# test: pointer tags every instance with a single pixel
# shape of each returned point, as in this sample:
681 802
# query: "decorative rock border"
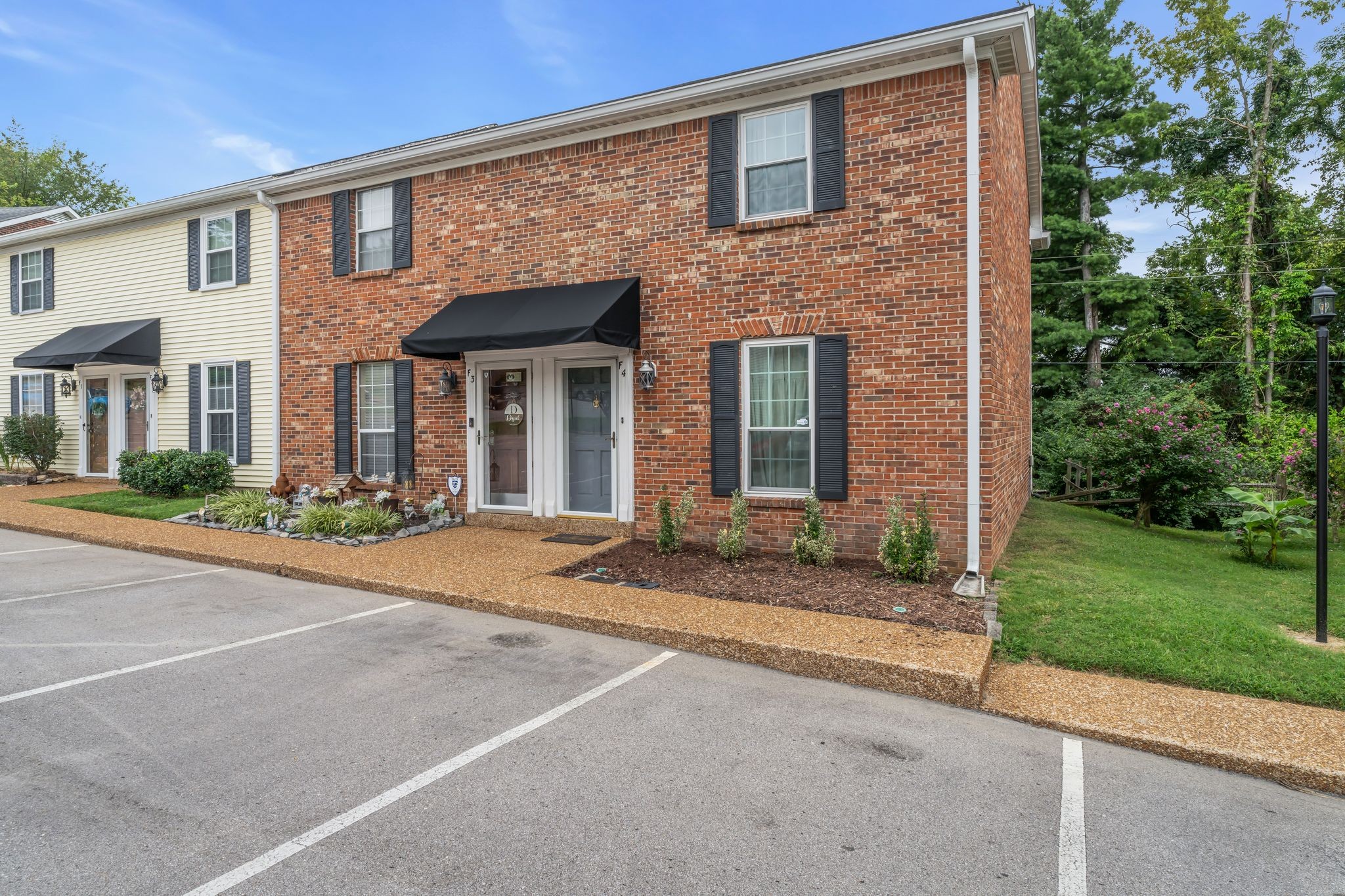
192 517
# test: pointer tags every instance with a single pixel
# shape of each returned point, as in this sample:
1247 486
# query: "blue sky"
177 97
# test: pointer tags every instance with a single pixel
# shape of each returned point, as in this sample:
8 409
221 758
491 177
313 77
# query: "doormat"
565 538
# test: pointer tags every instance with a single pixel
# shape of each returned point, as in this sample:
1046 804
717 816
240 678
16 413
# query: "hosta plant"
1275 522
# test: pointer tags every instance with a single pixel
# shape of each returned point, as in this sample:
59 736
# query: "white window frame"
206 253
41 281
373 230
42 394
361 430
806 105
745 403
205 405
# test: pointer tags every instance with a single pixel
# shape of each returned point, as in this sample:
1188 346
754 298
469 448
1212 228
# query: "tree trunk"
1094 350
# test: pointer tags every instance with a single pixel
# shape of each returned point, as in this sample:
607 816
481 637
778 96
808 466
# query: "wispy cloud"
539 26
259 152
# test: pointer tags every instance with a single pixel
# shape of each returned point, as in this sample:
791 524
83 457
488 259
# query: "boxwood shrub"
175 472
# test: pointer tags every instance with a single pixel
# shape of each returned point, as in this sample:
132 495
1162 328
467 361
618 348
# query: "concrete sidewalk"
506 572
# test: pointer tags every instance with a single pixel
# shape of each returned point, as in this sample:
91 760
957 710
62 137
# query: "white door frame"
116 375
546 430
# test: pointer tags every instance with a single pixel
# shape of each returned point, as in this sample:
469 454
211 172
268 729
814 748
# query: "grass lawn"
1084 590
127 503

-- Exercise goal --
Show every line from the records above that contains the string "query".

-- Correct result --
# query: "decorative rock border"
# query: "blue sky"
# query: "doormat"
# query: "hosta plant"
# query: "white window frame"
# query: "tree trunk"
# query: "wispy cloud"
# query: "boxwood shrub"
# query: "concrete sidewalk"
# query: "white door frame"
# query: "grass lawn"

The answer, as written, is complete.